» **Exercise details**:
Please write out the data below once more, exactly as it stands.
****************************************
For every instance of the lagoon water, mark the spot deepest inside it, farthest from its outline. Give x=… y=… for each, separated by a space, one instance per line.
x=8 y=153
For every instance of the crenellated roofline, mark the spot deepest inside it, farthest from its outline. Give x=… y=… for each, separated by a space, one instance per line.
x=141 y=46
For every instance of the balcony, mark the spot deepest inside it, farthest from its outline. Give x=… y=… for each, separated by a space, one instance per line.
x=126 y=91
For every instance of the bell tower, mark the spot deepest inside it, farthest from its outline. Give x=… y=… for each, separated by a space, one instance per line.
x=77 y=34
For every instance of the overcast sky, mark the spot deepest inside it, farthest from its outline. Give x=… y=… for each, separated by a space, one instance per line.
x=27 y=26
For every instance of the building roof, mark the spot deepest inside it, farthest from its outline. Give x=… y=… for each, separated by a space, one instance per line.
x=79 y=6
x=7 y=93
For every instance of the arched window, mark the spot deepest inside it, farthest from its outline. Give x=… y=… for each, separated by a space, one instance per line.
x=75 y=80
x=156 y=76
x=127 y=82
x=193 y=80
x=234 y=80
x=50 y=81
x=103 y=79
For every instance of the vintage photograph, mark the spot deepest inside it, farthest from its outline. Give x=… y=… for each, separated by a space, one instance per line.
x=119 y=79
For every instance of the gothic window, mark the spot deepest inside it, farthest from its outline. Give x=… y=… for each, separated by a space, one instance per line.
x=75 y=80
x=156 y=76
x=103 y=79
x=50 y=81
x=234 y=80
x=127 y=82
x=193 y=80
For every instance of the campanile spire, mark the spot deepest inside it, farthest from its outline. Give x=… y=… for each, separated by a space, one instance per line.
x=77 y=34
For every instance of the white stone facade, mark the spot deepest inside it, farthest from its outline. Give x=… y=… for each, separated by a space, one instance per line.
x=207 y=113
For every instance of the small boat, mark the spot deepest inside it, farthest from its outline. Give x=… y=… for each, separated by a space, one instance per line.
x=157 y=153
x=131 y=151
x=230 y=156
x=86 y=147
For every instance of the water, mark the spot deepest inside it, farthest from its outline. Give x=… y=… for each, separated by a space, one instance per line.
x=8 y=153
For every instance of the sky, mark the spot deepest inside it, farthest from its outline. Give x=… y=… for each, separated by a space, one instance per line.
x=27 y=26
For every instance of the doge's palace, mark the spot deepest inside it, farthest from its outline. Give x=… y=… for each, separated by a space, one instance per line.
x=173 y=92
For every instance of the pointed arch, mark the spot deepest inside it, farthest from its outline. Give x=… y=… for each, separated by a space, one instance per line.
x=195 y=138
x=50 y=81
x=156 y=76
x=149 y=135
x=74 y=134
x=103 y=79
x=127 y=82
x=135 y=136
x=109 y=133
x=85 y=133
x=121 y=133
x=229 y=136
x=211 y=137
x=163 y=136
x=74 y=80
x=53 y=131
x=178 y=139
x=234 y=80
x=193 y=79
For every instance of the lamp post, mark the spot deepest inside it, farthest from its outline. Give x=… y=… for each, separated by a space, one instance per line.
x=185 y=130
****************************************
» **Solution to this problem**:
For every instance of the lagoon water, mark the spot deepest inside it, farthest from its outline. Give x=… y=… for each, separated by a space, one instance per line.
x=8 y=153
For every instance of the crenellated roofline, mark the spot deepest inside it, farthest from its outline. Give x=… y=… for each, separated by a space, one instance per line.
x=141 y=46
For every instance of the balcony, mark the spot deepest inside it, farthest from its outline. Give x=… y=… for each, separated by a space, one instance per line.
x=126 y=91
For every instance of the bell tower, mark the spot deepest inside it, farthest from its outline. Give x=… y=… for each, separated by a space, one instance per line.
x=77 y=34
For every instance of the overcast sky, mark the spot deepest inside it, farthest from its outline. Give x=… y=… for each, separated by a space, one instance per line.
x=27 y=26
For every instance of the building roof, mark the spot deepest inside it, farthest from its outline. Give x=… y=… for each, separated by a space, one instance per line.
x=79 y=6
x=7 y=93
For every instance of the arched window, mark the spot deepest inside it, farthest from its outline. Give x=… y=… for each, separated by a space, one instance per line.
x=75 y=80
x=156 y=76
x=127 y=82
x=193 y=80
x=234 y=80
x=50 y=81
x=103 y=79
For every instance of the vintage photograph, mark the spot deepest inside it, farthest from its outline. Give x=… y=… for each, separated by a space, one instance per line.
x=119 y=79
For every instance of the gothic window, mark the spot deepest inside it, farthest from its outline. Give x=… y=… for each, separated by a space, one instance per line.
x=75 y=80
x=156 y=76
x=103 y=79
x=50 y=81
x=234 y=80
x=127 y=82
x=193 y=80
For every instance of the campanile spire, mark the spot deepest inside it, farthest from its outline. Give x=… y=… for each, separated by a space, one instance per line.
x=77 y=34
For every instance of the white stone facade, mark the spot deepest inside it, farthest from its outline. Give x=… y=… for each, separated by a space, one instance per line.
x=207 y=113
For every instance of the small boat, mark the spot deepest inside it, farthest from its outline. Give x=… y=… for each, separated by a space, one instance per line.
x=157 y=153
x=131 y=151
x=230 y=156
x=86 y=147
For every instance of the water, mark the spot deepest inside it, farthest from its outline. Give x=… y=… for each, separated by a space, one instance per line.
x=8 y=153
For every instance of the sky, mark the spot deepest inside it, farthest from its outline. Give x=… y=… for each, separated by a space, one instance per line.
x=27 y=26
For every instance of the doge's palace, mark the spot deepest inside it, farthest from its outline. Give x=… y=… for each, separated by a space, one instance per line.
x=173 y=92
For every instance of the pointed arch, mark the spot deepest inside it, farthest from its outline. Give x=… y=… for each, separated by a space, one instance per line.
x=195 y=138
x=50 y=81
x=156 y=76
x=149 y=135
x=74 y=134
x=103 y=79
x=127 y=82
x=135 y=136
x=109 y=133
x=85 y=133
x=121 y=133
x=229 y=136
x=211 y=137
x=163 y=136
x=74 y=80
x=53 y=131
x=178 y=139
x=234 y=80
x=193 y=79
For every instance of the lamp post, mark the spot deepest inside it, farthest from its outline. Give x=… y=… for each, separated by a space, one instance per line.
x=185 y=130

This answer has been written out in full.